• JOBS:
- 1) Collect every line in the listing that contains the string "green". Matching is case-sensitive.
- 2) Extend the article on the album Let It Scream, starting right after its final sentence.

• SELECTED PASSAGE:
Studio album by The Scream
- Released: 1991
- Recorded: Conway Studios; Ocean Way Studios; Track Record; American Studios
- Genre: Hard rock
- Length: 50:59
- Label: Hollywood
- Producer: Eddie Kramer

The Scream chronology
|  | Let It Scream (1991) | Takin' It to The Next Level (1992) |

= Let It Scream =

1991 studio album by the Scream

Let It Scream is the first album of the American hard rock band The Scream. It was the only album by the band to be officially released by a major record company.

The song "I Don't Care" was co-written by the band's original drummer Scott Travis, who left The Scream, who were at the time known as Saints Or Sinners, to replace drummer Dave Holland in Judas Priest before Let It Scream was recorded.

After this album, vocalist John Corabi left The Scream to replace Vince Neil in Mötley Crüe.

Also after this album, former Dashboard Mary lead vocalist Billy Fogarty replaced John Corabi in The Scream, and the band made a radical change in their musical style.

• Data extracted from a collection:
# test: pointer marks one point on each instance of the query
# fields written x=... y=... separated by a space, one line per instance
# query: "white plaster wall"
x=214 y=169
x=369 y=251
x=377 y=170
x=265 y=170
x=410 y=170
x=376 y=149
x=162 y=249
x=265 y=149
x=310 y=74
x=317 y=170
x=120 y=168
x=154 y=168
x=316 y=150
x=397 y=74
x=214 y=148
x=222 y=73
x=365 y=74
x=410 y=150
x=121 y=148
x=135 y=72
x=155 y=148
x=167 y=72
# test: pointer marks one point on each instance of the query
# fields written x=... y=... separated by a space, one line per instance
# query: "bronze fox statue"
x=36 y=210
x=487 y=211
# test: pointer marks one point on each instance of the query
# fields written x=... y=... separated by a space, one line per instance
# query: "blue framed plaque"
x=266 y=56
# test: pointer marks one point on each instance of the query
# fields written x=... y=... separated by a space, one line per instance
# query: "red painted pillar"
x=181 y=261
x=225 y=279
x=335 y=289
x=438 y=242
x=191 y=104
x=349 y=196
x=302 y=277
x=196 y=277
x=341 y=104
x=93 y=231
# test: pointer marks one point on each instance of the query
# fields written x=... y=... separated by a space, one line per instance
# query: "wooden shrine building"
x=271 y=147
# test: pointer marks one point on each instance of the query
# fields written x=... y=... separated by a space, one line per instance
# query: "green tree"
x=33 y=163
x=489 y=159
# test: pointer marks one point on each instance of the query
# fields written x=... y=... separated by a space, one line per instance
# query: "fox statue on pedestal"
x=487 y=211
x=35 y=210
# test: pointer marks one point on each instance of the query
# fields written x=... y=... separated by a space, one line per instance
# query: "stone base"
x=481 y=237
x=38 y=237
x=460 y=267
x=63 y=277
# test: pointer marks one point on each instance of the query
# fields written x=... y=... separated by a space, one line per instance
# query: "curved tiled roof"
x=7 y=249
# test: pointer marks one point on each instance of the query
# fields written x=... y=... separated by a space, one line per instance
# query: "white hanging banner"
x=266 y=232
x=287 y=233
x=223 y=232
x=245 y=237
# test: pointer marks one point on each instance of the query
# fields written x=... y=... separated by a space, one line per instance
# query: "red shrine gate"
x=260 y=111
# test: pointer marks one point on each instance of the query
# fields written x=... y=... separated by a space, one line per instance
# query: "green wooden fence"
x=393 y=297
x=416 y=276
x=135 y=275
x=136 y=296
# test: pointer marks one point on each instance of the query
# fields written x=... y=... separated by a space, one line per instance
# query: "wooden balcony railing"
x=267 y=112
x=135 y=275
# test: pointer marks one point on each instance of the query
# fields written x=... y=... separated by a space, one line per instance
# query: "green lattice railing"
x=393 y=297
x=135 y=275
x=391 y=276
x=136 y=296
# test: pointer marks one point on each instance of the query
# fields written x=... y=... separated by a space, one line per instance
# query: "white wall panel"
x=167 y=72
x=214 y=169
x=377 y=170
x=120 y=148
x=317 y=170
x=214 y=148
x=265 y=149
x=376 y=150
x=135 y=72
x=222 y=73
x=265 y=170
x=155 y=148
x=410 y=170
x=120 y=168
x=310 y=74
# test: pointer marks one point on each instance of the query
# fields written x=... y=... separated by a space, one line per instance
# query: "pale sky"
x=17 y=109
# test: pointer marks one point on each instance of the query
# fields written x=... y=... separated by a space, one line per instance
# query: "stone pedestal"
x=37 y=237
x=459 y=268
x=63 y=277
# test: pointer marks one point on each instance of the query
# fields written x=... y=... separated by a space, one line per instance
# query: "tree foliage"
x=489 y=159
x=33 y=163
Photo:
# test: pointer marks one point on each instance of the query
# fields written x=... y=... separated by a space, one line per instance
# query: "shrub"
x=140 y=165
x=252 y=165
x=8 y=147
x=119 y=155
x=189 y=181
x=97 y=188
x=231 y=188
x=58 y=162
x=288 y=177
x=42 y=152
==
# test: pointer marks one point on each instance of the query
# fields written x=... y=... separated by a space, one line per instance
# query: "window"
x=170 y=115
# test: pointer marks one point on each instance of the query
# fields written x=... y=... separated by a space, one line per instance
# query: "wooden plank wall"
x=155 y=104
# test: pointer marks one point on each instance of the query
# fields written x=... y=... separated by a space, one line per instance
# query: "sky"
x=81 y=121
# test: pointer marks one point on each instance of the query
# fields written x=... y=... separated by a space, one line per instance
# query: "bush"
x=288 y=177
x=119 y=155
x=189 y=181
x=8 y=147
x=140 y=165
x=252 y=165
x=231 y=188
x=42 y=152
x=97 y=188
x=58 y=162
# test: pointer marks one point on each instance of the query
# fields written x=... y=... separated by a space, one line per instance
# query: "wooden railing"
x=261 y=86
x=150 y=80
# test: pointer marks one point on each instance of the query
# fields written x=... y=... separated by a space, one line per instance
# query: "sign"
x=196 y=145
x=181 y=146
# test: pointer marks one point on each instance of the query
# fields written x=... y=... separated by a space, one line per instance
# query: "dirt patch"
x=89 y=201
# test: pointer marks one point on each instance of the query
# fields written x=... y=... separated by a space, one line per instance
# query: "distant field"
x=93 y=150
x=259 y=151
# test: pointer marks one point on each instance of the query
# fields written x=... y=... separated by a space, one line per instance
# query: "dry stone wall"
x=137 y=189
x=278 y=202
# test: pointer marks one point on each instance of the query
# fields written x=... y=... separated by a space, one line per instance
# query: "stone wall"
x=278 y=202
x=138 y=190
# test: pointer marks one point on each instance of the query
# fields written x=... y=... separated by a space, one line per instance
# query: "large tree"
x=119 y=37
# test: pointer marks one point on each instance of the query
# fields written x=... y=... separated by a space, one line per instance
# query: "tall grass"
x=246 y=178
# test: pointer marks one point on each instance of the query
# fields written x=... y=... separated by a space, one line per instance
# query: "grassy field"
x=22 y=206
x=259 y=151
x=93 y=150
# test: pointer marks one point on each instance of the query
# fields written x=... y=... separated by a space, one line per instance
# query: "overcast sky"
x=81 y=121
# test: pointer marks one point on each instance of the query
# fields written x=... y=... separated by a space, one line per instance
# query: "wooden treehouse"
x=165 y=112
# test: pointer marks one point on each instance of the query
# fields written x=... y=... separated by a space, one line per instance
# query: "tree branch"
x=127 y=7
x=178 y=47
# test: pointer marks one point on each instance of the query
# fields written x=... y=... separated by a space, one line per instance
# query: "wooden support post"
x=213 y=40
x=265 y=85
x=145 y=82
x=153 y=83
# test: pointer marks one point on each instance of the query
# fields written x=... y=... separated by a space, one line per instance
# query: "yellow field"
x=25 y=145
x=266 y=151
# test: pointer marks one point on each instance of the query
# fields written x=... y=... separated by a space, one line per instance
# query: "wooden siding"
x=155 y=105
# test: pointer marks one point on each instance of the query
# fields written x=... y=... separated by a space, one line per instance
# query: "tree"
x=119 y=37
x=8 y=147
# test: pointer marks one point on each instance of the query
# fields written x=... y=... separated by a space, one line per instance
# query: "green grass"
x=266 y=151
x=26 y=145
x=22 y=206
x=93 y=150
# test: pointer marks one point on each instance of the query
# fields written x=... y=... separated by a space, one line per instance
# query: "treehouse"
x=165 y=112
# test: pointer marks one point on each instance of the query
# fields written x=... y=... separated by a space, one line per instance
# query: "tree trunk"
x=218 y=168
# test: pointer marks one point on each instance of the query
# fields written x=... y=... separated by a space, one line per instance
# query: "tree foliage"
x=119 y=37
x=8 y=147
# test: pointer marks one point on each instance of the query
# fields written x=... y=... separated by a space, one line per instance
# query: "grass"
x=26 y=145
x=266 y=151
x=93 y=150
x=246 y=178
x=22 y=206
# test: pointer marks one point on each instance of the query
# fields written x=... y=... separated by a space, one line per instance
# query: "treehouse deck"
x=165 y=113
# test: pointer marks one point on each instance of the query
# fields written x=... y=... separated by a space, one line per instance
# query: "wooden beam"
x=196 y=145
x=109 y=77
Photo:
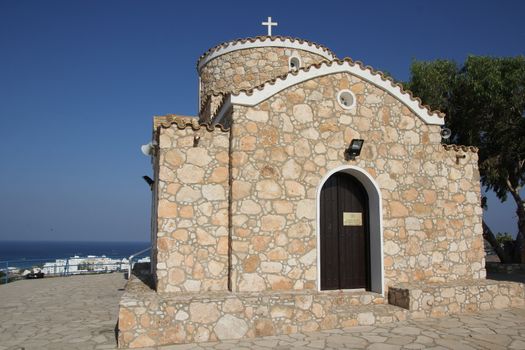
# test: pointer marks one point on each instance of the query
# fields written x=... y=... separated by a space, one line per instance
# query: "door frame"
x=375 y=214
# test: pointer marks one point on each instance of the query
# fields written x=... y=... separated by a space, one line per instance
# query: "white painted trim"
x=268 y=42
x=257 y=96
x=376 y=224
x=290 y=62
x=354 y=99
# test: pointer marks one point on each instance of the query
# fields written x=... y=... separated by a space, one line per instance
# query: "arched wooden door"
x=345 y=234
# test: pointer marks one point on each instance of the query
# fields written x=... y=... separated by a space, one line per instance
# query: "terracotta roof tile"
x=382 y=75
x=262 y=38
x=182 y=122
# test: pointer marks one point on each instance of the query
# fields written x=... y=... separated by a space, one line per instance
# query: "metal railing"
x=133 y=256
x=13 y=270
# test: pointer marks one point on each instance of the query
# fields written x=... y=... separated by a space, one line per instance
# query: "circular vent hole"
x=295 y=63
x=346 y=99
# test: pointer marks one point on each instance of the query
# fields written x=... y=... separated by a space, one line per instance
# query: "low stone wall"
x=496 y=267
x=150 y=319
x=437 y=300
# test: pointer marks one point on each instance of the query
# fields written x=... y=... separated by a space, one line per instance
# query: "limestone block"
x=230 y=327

• ANSWER SET:
- 1)
# query: "green tree"
# query: "green wooden fence"
# query: "green lattice railing"
# query: "green grass"

- 2)
Many of the songs on this album were performed by the band in concert before this album was recorded.

The song "You Are All I Need" features backing vocals by then Badlands members Ray Gillen and Jeff Martin. Jeff Martin had also been in the band Racer X with The Scream members Bruce Bouillet, John Alderete, and Scott Travis.

==Track list==
All songs written by The Scream, except where noted.
1. "Outlaw" – 3:23
2. "I Believe in Me" – 3:45
3. "Man in the Moon" (The Scream, Jamie Brown) – 5:40
4. "Father, Mother, Son" – 4:16
5. "Give It Up" – 4:35
6. "Never Loved Her Anyway" – 3:22
7. "Tell Me Why" – 3:42
8. "Love's Got a Hold on Me" – 3:57
9. "I Don't Care" (The Scream, Jamie Brown, Scott Travis) – 5:28
10. "Every Inch a Woman" – 3:34
11. "You Are All I Need" – 5:47
12. "Catch Me If You Can" – 3:26
13. "Young & Dumb" - 3:24 (Bonus Track)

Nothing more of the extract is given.